(Excerpts of labeled region data)
-- START --
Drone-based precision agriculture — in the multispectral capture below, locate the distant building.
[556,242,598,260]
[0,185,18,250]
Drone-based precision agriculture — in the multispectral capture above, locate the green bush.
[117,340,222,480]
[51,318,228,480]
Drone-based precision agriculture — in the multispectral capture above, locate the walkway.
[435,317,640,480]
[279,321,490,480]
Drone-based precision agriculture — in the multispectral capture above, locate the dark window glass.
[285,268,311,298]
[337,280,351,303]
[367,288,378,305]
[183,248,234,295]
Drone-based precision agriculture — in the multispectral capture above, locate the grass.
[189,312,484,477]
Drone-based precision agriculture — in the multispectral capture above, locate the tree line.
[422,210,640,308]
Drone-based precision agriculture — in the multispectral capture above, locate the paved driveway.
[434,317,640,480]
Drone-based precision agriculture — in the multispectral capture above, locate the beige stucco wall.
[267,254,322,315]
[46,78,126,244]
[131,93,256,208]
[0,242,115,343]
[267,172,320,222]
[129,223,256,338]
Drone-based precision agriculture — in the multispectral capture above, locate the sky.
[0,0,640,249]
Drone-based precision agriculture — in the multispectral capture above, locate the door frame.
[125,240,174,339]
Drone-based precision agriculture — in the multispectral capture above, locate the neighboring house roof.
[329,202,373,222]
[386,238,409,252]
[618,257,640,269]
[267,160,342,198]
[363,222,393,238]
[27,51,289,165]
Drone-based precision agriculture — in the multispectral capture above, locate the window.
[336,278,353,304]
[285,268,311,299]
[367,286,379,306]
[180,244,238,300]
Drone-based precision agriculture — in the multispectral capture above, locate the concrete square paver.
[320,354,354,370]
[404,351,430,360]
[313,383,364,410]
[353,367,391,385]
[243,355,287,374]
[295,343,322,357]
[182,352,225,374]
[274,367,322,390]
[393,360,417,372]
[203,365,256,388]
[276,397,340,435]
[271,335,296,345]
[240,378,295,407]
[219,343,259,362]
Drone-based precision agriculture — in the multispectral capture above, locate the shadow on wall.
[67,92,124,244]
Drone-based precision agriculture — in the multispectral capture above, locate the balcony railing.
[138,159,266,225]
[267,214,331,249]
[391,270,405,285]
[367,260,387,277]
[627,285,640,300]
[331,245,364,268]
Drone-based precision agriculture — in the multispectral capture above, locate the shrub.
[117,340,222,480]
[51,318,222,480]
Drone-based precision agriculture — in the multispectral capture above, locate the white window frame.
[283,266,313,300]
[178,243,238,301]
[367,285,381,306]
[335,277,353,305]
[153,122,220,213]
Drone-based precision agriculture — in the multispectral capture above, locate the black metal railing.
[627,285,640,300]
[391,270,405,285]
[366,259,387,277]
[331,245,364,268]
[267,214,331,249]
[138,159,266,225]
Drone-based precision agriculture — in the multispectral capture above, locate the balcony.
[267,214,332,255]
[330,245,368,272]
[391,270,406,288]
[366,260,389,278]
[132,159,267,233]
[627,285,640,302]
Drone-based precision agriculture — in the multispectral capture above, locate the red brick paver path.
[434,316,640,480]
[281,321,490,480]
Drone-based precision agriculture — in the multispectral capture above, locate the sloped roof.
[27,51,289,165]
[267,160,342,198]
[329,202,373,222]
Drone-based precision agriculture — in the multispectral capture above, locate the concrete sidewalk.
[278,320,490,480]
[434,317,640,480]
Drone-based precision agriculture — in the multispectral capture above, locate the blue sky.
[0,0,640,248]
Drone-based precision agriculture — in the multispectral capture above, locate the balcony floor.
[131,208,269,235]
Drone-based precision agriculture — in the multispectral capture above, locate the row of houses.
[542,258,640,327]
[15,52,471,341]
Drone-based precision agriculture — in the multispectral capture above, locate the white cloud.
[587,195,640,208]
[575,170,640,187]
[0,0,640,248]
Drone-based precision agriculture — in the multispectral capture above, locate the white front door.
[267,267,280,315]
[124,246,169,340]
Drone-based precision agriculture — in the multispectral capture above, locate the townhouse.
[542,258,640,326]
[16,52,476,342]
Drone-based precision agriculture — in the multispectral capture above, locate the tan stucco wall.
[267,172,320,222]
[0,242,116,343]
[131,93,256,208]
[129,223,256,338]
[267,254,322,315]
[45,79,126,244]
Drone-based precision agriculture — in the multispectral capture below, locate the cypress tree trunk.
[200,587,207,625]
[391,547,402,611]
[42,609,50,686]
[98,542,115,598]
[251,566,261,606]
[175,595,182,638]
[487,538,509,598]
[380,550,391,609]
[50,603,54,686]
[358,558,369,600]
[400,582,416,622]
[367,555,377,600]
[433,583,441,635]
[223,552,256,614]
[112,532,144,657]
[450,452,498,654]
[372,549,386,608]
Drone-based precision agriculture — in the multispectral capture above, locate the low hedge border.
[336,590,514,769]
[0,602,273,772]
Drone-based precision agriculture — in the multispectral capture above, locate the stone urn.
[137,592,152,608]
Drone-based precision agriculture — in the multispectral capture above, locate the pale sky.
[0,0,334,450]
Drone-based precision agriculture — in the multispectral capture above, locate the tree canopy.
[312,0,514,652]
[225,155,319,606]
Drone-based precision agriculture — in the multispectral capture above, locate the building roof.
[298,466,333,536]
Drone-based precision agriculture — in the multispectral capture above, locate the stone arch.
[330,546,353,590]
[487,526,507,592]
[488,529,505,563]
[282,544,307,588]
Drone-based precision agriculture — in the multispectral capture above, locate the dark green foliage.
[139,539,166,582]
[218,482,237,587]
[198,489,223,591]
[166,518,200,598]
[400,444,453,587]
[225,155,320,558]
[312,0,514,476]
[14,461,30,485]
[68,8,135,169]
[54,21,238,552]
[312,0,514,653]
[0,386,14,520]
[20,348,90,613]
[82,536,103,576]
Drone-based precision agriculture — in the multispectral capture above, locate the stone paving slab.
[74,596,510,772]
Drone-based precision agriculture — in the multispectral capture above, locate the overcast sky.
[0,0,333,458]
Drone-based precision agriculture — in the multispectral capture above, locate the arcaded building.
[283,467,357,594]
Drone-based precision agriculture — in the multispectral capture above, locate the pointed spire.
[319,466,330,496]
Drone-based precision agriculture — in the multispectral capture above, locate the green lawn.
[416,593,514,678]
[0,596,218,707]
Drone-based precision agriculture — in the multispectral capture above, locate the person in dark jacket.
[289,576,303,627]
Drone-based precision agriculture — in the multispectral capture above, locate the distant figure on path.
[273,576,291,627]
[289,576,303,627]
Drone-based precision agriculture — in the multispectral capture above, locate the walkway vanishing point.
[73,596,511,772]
-- END --
Please format the entire listing above as a numbered list, leaving out any blank lines.

1. Drone-based precision agriculture — in the multispectral capture below, locate the distant building.
2. [556,242,598,260]
3. [0,185,18,250]
4. Drone-based precision agriculture — in the multispectral capture above, locate the green bush.
5. [117,340,222,480]
6. [51,318,228,480]
7. Drone-based precision agriculture — in the multispectral capture above, locate the walkway.
8. [435,317,640,480]
9. [279,321,490,480]
10. Drone-based precision agriculture — in the multispectral capture above, locate the dark window glass.
11. [285,268,311,298]
12. [337,280,351,303]
13. [367,288,378,305]
14. [183,248,234,295]
15. Drone-based precision agriculture — in the multispectral capture above, locate the grass.
16. [189,312,484,477]
17. Drone-based precision agriculture — in the multispectral capture above, locate the tree line.
18. [422,210,640,308]
19. Drone-based precision agriculture — in the multispectral capture above, locate the paved driveway.
20. [434,317,640,480]
21. Drone-based precision agriculture — in the multispectral capture above, locate the beige stucco wall.
22. [267,254,322,315]
23. [46,78,126,244]
24. [131,93,256,208]
25. [0,242,115,343]
26. [267,172,320,222]
27. [129,223,256,338]
28. Drone-based precision agriculture — in the multispectral capture above, locate the sky.
29. [0,0,640,249]
30. Drone-based precision agriculture — in the multispectral capture above, locate the door frame.
31. [125,240,174,339]
32. Drone-based precision agriculture — in the multispectral capture above, locate the neighboring house roof.
33. [329,202,373,222]
34. [386,238,409,252]
35. [618,257,640,269]
36. [267,160,342,198]
37. [363,222,393,238]
38. [27,51,289,165]
39. Drone-based precision agriculture — in the multispectral capture above, locate the window.
40. [336,278,353,304]
41. [285,268,311,299]
42. [367,286,379,306]
43. [180,244,238,300]
44. Drone-based precision agriculture — in the multispectral capture above, locate the concrete square paver.
45. [320,354,354,370]
46. [404,351,430,360]
47. [313,383,364,410]
48. [353,367,391,385]
49. [243,355,287,374]
50. [295,343,322,357]
51. [182,352,225,374]
52. [274,367,322,390]
53. [393,360,417,372]
54. [203,365,256,388]
55. [276,397,340,435]
56. [271,335,296,345]
57. [240,378,295,407]
58. [219,343,259,362]
59. Drone-based precision agriculture — in the multispectral capture above, locate the shadow on wall.
60. [67,92,124,244]
61. Drone-based precision agriculture — in the multispectral capture above, locate the balcony railing.
62. [138,159,266,225]
63. [267,214,331,249]
64. [391,270,405,285]
65. [367,260,387,277]
66. [627,285,640,300]
67. [331,245,364,268]
68. Drone-based precision agriculture — in the multispectral capture above, locate the shrub.
69. [117,340,222,480]
70. [51,318,222,480]
71. Drone-based precision agriculture — in the multispectral capture above, locate the white window frame.
72. [283,266,313,300]
73. [178,243,238,301]
74. [367,285,381,306]
75. [335,277,353,305]
76. [153,122,220,213]
77. Drone-based precision agriculture — in the multispectral capture above, locate the black metal railing.
78. [627,285,640,300]
79. [391,270,405,285]
80. [366,259,387,277]
81. [331,245,364,268]
82. [267,214,331,249]
83. [138,159,266,225]
84. Drone-based precision agriculture — in the multispectral capture above, locate the balcony.
85. [267,214,332,255]
86. [330,245,368,272]
87. [391,270,406,288]
88. [366,260,389,278]
89. [132,159,267,233]
90. [627,285,640,302]
91. Drone-based precision agriculture — in the multispectral capture above, locate the red brick paver path.
92. [434,316,640,480]
93. [281,321,490,480]
94. Drone-based precision agriculture — in the multispectral capture above, locate the sloped roof.
95. [27,51,289,165]
96. [267,160,342,198]
97. [329,202,373,222]
98. Drone-based precision agriculture — in the multispectral capture above, locate the concrete sidewalk.
99. [278,320,490,480]
100. [434,317,640,480]
101. Drone-based precision agriculture — in the multispectral capture above, locate the blue sky.
102. [0,0,640,248]
103. Drone-based precision agriculture — in the multispectral capture above, locate the balcony floor.
104. [131,208,269,235]
105. Drone-based precision agriculture — in the multispectral capture above, locate the row of houses.
106. [542,258,640,327]
107. [15,52,471,341]
108. Drone-based precision agriculture — in the multispectral capture above, locate the white cloud.
109. [587,195,640,208]
110. [575,170,640,187]
111. [0,0,640,248]
112. Drone-based precision agriculture — in the multispectral capture above, locate the white front door.
113. [267,267,280,315]
114. [124,246,169,340]
115. Drone-based precision agriculture — in the multispectral capture above, locate the townhouse.
116. [542,258,640,326]
117. [16,52,476,342]
118. Drone-based precision agriculture — in the multispectral capture above, locate the tan stucco wall.
119. [267,172,320,222]
120. [0,242,116,343]
121. [131,93,256,208]
122. [129,223,256,338]
123. [267,254,322,315]
124. [45,79,126,244]
125. Drone-based precision agriculture — in the multispectral capture below, locate the cypress tree trunk.
126. [200,587,207,625]
127. [391,547,402,611]
128. [42,609,50,686]
129. [98,542,115,598]
130. [251,566,261,606]
131. [175,595,182,638]
132. [487,538,509,598]
133. [380,550,391,609]
134. [50,603,54,686]
135. [358,558,369,600]
136. [400,582,416,622]
137. [367,555,377,600]
138. [433,583,441,635]
139. [223,552,256,614]
140. [112,532,144,657]
141. [450,452,498,654]
142. [372,549,386,608]
143. Drone-based precision agriculture — in the multispectral capture above, locate the low hedge border.
144. [336,590,514,769]
145. [0,602,273,772]
146. Drone-based precision agriculture — in the multispectral capture above, locate the stone urn.
147. [137,592,152,608]
148. Drone-based precision agriculture — in the multispectral capture above, locate the pale sky.
149. [0,0,334,450]
150. Drone-based precision agriculture — in the multispectral capture above, locate the tree canopy.
151. [312,0,514,652]
152. [225,155,319,606]
153. Drone-based precision agriculture — in the multispectral capture above, locate the building roof.
154. [298,466,333,536]
155. Drone-based precision agriculture — in the multispectral capture above, locate the stone arch.
156. [330,546,353,590]
157. [487,526,507,592]
158. [488,529,505,563]
159. [282,544,307,588]
160. Drone-based precision agriculture — in the multispectral capture above, locate the dark green foliage.
161. [139,539,166,582]
162. [218,482,237,587]
163. [198,489,223,591]
164. [166,518,200,598]
165. [400,444,453,587]
166. [225,155,320,558]
167. [312,0,514,476]
168. [14,461,30,485]
169. [68,8,135,169]
170. [54,21,238,552]
171. [312,0,514,653]
172. [0,386,14,520]
173. [20,348,90,613]
174. [82,536,103,576]
175. Drone-based precision agriculture — in the multispectral capture above, locate the stone paving slab.
176. [74,596,510,772]
177. Drone-based precision agriculture — in the multispectral capture above, locate the overcast sky.
178. [0,0,333,458]
179. Drone-based precision agriculture — in the multispectral capture above, locate the arcaded building.
180. [283,467,357,594]
181. Drone-based precision agriculture — in the multispectral capture above, locate the pointed spire.
182. [319,466,330,496]
183. Drone-based precision agriculture — in the multispectral capture above, locate the green lawn.
184. [416,593,514,678]
185. [0,596,218,707]
186. Drone-based precision agriculture — in the multispectral capture above, locate the person in dark jacket.
187. [289,576,303,627]
188. Drone-based precision agriculture — in the multispectral capture above, locate the distant figure on path.
189. [273,576,291,627]
190. [289,576,303,627]
191. Drone-based precision agriculture — in the multispectral capture above, locate the walkway vanishing point.
192. [73,596,511,772]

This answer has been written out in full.